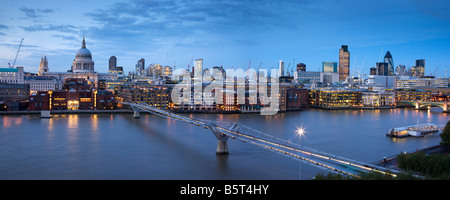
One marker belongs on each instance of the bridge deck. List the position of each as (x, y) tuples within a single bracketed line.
[(238, 131)]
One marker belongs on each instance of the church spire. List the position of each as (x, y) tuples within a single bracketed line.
[(83, 44)]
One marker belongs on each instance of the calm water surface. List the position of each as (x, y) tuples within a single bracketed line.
[(118, 146)]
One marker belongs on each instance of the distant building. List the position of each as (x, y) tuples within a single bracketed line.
[(335, 99), (401, 70), (317, 77), (413, 95), (378, 99), (112, 64), (43, 65), (140, 66), (301, 67), (382, 69), (83, 67), (297, 98), (381, 81), (41, 83), (411, 82), (280, 68), (12, 75), (344, 63), (419, 69), (390, 64), (330, 67), (373, 71), (83, 60), (14, 91)]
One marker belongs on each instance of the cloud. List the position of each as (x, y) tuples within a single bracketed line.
[(35, 13), (51, 27)]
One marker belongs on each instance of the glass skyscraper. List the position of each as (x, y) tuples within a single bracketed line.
[(344, 63), (390, 63), (329, 67)]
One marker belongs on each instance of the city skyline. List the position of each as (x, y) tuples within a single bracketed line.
[(175, 32)]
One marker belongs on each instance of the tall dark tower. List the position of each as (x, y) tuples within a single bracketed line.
[(390, 63), (344, 63), (112, 63)]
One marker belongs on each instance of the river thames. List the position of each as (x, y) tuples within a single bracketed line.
[(120, 147)]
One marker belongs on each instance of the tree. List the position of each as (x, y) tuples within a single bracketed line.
[(445, 135)]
_____
Without carrying over any picture, write out the entries above once more, exactly.

◆ Answer to this exercise
One marker belongs on each instance of the bridge deck. List the position of each as (x, y) tuples within a single bracketed line.
[(238, 131)]
One marker belongs on each instance of the church spire. List the position of each as (x, y) tuples within a single bracketed line.
[(83, 44)]
One marker belongs on each instance of the calm water surface. List the position of each as (x, y) tuples within a single bracketed line.
[(118, 146)]
One marker belongs on each instance of the distant building. List the position of each as (x, y) tuples within a single bracketed line.
[(335, 99), (401, 70), (317, 77), (413, 95), (378, 99), (112, 64), (43, 65), (140, 66), (301, 67), (382, 69), (83, 67), (297, 98), (381, 81), (41, 83), (411, 82), (280, 68), (12, 75), (344, 63), (419, 69), (390, 64), (330, 67), (373, 71), (83, 60), (14, 91)]
One marker belongs on each instance of the cloud. List the position of each as (x, y) tuples within a single bracketed line.
[(35, 13), (51, 27)]
One marker belongs on each instance of the glass skyscraper. List the position of each as (x, y) tuples within a single bracketed line.
[(344, 63), (390, 63), (329, 67)]
One marker belongs on each instance of the city skyline. List the position of each as (x, y) tuples within a single bracketed line.
[(175, 32)]
One marker belongs on each instance of the tall dark tower. List the position of each as (x, y) tuples within a single bracketed line.
[(390, 63), (344, 63), (112, 63)]
One marker belongs on each instance of the river thames. List the position of each as (x, y) tuples within a single bracketed line.
[(120, 147)]
One marker belongs on each instance of the tree. List the position of each as (x, y) tuples within a single bracketed line.
[(445, 135)]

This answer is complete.